[Start]
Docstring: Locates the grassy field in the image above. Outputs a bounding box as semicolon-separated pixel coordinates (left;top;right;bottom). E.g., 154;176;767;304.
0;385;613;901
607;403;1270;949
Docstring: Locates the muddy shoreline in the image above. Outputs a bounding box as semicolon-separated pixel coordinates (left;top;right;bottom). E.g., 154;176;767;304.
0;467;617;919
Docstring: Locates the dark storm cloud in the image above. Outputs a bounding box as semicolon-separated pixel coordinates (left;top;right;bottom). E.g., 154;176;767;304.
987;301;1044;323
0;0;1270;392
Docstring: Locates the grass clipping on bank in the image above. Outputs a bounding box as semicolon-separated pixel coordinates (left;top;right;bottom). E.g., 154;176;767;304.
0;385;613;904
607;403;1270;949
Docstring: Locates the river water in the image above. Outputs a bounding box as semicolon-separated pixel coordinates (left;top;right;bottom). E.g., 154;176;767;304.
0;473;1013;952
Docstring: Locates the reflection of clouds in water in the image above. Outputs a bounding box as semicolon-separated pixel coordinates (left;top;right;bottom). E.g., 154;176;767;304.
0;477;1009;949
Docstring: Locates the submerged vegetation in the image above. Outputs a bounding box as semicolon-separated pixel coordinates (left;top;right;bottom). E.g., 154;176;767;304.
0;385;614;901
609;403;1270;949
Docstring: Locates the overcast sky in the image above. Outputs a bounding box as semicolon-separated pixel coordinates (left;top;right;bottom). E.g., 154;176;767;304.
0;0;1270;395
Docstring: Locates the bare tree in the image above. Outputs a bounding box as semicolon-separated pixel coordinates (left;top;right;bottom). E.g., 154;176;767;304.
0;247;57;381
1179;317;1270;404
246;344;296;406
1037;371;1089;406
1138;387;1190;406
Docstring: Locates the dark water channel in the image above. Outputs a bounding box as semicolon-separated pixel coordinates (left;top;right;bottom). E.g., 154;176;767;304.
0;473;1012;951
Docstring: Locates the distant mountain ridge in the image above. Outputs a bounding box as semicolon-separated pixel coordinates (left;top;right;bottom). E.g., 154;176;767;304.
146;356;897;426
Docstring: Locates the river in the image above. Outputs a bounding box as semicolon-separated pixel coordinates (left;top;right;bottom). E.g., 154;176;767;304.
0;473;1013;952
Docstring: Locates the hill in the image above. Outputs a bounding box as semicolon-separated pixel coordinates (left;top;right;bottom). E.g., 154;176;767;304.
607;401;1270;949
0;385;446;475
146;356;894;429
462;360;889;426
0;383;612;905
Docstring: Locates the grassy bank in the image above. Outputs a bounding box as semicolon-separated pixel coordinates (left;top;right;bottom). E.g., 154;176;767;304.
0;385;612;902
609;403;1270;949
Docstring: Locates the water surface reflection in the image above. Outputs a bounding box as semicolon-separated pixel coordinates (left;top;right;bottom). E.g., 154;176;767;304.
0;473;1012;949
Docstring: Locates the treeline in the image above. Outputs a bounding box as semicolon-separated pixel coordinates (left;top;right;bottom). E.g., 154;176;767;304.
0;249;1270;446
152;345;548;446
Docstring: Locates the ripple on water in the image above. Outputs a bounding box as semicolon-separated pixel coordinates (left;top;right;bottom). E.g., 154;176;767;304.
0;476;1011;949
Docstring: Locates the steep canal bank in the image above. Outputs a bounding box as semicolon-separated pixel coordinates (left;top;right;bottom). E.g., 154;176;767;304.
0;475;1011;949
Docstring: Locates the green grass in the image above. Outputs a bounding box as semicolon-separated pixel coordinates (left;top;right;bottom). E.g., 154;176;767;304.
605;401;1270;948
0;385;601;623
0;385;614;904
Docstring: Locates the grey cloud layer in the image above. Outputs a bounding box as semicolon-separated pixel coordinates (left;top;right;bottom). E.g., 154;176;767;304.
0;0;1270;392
[End]
Required task: Shift the entries from the top down through the line containing "146;356;897;426" by adding 64 to every number in their bounding box coordinates. Reproduce all of those lines, and copy each Docstring line unchanged.

Task result:
Docstring: Locates the grassy field in the image above. Outputs a bounding box as semicolon-separated pixel coordinates (left;top;right;bottom). E.g., 154;176;767;304.
64;449;677;965
671;467;1334;1013
Docstring: Locates the muddy shoreline in the image above. Outputs a bounding box as semicolon-separated pixel coordinates (left;top;right;bottom). E.g., 154;176;767;304.
64;531;681;983
Docstring: Locates the dark storm cloud in the image above. Outputs a bounding box as semicolon-separated pixel coordinates (left;top;right;bottom). E.g., 154;176;767;304.
1051;365;1108;387
64;64;1334;456
Docstring: Locates the grass clipping on bank in the image above. Outputs a bounding box as semicolon-separated pixel coordinates (left;top;right;bottom). E.g., 154;176;767;304.
64;449;677;968
671;467;1334;1013
Docstring: Locates the river water in the image above. Outputs a bounding box as semicolon-separated pixel coordinates (left;top;right;bottom). E.g., 154;176;767;304.
64;537;1077;1016
Docstring: Locates the reflection of clouds in water in the image above. Outputs a bounding box as semicolon-separated pixel coordinates (left;top;right;bottom). E.g., 154;176;767;304.
64;541;1073;1013
Docstring: Locates the submerged vegetation in the image above. Outputs a bounding box as semicolon-separated pixel coordinates (left;top;right;bottom). E.g., 154;176;767;304.
64;449;678;965
673;467;1334;1013
Docstring: Locates the overcast sky in the image above. Outputs a bounding box as semicolon-separated pixel coordinates (left;top;right;bottom). E.g., 154;176;767;304.
64;64;1334;459
Docstring: Locates the bare tree in the image above. Outputs a bounding box as semicolon-separated pixel coordinates (left;top;right;bottom). E.g., 154;176;767;304.
64;311;121;445
1243;381;1334;468
310;408;360;470
1101;435;1153;470
1202;451;1254;470
Docstring: Locates the dark water channel in the image above. Outputs a bounding box as semicolon-separated pixel coordinates (left;top;right;bottom). E.g., 154;176;767;304.
64;537;1076;1015
Docstring: Locates the distant mountain ridge in the image above. Outputs a bounding box as semicolon-separated pixel coordinates (left;top;right;bottom). E.g., 154;176;767;304.
210;420;961;490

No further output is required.